── PROVIDED PASSAGE
U.S. citizens or green card holders who are sponsoring their foreign national spouses for permanent residency are called “Petitioners”. Foreign national spouses applying for marriage green cards are called “Beneficiaries”.

A bona fide marriage, also known as a genuine or legitimate marriage, refers to a legally valid marriage that is entered into by two individuals with the sincere intent to establish and maintain a marital relationship for reasons other than evading immigration laws or obtaining immigration benefits fraudulently.

In the context of immigration law, proving that a marriage is bona fide is essential when seeking immigration benefits based on the marital relationship, such as a marriage-based green card or spousal immigrant visa.

Immigration authorities are vigilant to prevent fraudulent marriages entered into solely for immigration benefits. To establish the authenticity of your marriage, you can provide various types of evidence to support your case. Below is the checklist of suggested documents to prove that your marriage is real:

Type of evidence Examples of acceptable documents 
Marriage certificate
  • Valid and official marriage certificate issued by the government or relevant authorities
  • Religious marriage certificate (only if you have one)
────
#### [EXERCISE INSTRUCTIONS]
1. Return the bona fide marriage passage in full, word for word.
2. Please retype these lines of the records exactly, and only these: begin at the line that contains "out like [42,195]." and stop after the last line of the records.
The records that come next are unrelated to the bona fide marriage passage.
── RECORDS FOR PROCESSING
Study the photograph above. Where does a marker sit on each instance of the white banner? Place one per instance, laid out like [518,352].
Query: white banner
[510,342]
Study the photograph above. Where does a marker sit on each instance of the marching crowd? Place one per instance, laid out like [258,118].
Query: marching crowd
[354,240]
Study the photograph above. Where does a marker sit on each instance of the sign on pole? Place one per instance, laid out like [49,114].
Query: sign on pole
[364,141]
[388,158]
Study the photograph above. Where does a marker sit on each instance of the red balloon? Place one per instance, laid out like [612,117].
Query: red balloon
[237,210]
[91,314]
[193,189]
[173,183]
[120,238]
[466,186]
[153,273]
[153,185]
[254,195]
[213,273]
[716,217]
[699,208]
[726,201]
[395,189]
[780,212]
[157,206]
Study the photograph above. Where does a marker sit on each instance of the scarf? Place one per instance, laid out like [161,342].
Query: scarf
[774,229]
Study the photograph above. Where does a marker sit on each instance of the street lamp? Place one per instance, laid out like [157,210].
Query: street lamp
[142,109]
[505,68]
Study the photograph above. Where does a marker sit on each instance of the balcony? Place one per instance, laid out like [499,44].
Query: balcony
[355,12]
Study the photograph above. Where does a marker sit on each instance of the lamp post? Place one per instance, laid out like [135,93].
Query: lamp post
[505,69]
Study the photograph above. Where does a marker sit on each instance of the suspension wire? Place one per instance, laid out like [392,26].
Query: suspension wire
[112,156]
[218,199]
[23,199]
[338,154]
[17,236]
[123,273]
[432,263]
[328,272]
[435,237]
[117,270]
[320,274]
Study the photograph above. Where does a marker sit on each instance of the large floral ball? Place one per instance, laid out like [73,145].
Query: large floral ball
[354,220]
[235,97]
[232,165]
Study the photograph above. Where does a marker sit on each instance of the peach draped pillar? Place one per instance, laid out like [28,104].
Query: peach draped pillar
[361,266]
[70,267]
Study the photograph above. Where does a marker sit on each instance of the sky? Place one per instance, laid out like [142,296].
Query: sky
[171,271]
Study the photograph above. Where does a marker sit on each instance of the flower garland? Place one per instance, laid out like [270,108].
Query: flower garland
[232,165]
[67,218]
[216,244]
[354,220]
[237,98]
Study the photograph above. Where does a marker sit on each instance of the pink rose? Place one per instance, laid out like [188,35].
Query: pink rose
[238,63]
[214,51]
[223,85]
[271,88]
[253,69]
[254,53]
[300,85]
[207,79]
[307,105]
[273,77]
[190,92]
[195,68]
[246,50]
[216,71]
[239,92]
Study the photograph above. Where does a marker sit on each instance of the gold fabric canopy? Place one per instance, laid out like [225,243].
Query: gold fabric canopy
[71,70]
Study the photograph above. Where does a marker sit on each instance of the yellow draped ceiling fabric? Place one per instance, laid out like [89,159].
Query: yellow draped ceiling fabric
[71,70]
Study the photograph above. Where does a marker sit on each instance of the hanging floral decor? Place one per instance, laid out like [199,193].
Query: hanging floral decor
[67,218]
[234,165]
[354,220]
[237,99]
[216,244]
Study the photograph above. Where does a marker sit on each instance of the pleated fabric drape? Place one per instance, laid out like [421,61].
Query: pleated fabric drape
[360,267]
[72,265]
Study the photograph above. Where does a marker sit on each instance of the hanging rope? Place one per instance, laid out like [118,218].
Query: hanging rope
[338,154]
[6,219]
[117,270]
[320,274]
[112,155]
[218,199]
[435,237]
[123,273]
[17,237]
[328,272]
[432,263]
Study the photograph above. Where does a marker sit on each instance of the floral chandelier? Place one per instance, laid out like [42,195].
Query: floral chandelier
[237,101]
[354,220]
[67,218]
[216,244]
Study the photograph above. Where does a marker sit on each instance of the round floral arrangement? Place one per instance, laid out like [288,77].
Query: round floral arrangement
────
#### [RESPONSES PER TASK]
1.
U.S. citizens or green card holders who are sponsoring their foreign national spouses for permanent residency are called “Petitioners”. Foreign national spouses applying for marriage green cards are called “Beneficiaries”.

A bona fide marriage, also known as a genuine or legitimate marriage, refers to a legally valid marriage that is entered into by two individuals with the sincere intent to establish and maintain a marital relationship for reasons other than evading immigration laws or obtaining immigration benefits fraudulently.

In the context of immigration law, proving that a marriage is bona fide is essential when seeking immigration benefits based on the marital relationship, such as a marriage-based green card or spousal immigrant visa.

Immigration authorities are vigilant to prevent fraudulent marriages entered into solely for immigration benefits. To establish the authenticity of your marriage, you can provide various types of evidence to support your case. Below is the checklist of suggested documents to prove that your marriage is real:

Type of evidence Examples of acceptable documents 
Marriage certificate
  • Valid and official marriage certificate issued by the government or relevant authorities
  • Religious marriage certificate (only if you have one)

2.
Study the photograph above. Where does a marker sit on each instance of the floral chandelier? Place one per instance, laid out like [42,195].
Query: floral chandelier
[237,101]
[354,220]
[67,218]
[216,244]
Study the photograph above. Where does a marker sit on each instance of the round floral arrangement? Place one per instance, laid out like [288,77].
Query: round floral arrangement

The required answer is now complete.